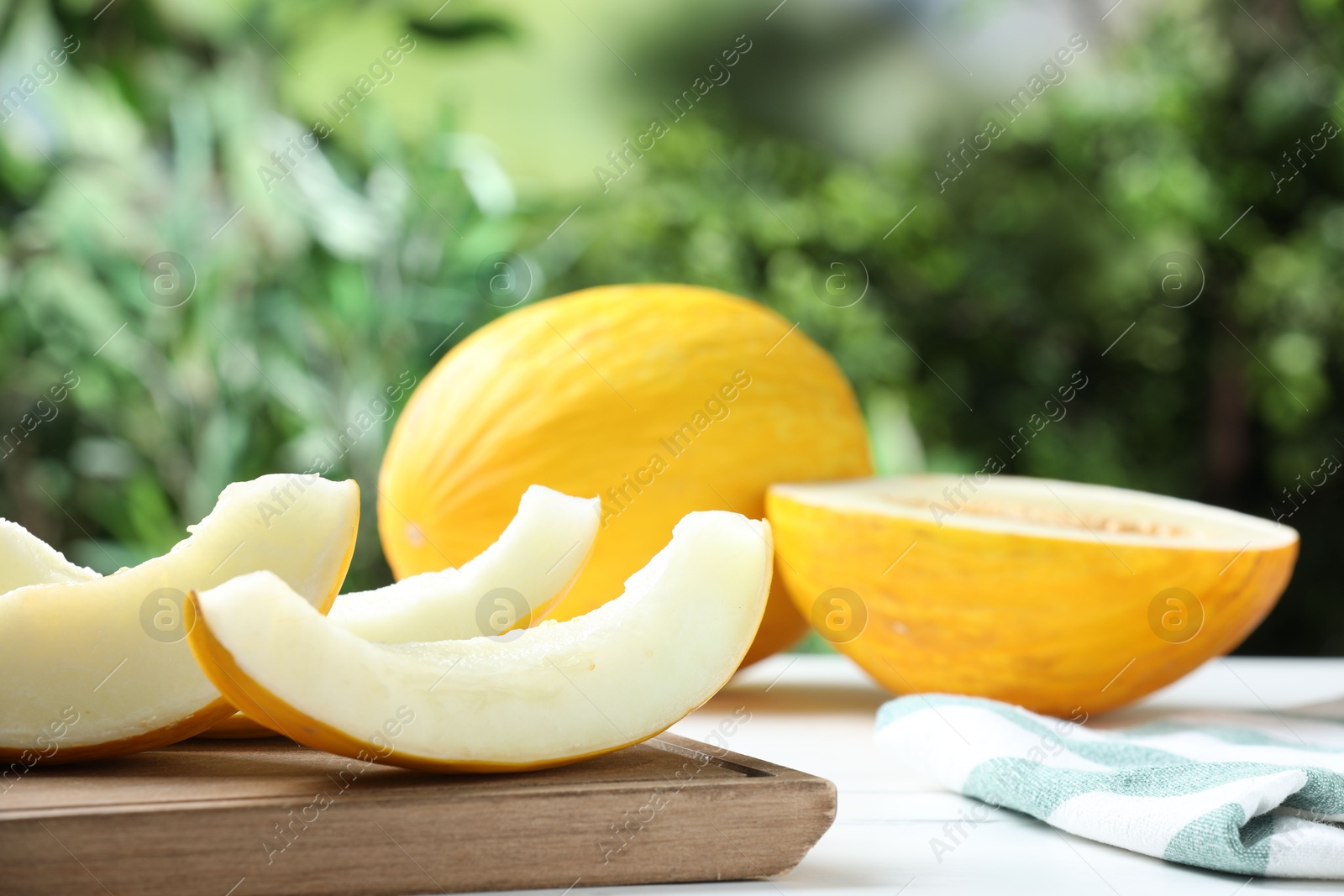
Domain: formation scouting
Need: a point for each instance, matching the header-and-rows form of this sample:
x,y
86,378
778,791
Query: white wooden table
x,y
816,714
—————
# Task brief
Restate the data above word for word, omitting every picture.

# Exercise result
Domain: formation scouting
Need: a point for each instance, matching the header-and-rows form of this sample:
x,y
86,378
778,791
Query: white wooden table
x,y
816,714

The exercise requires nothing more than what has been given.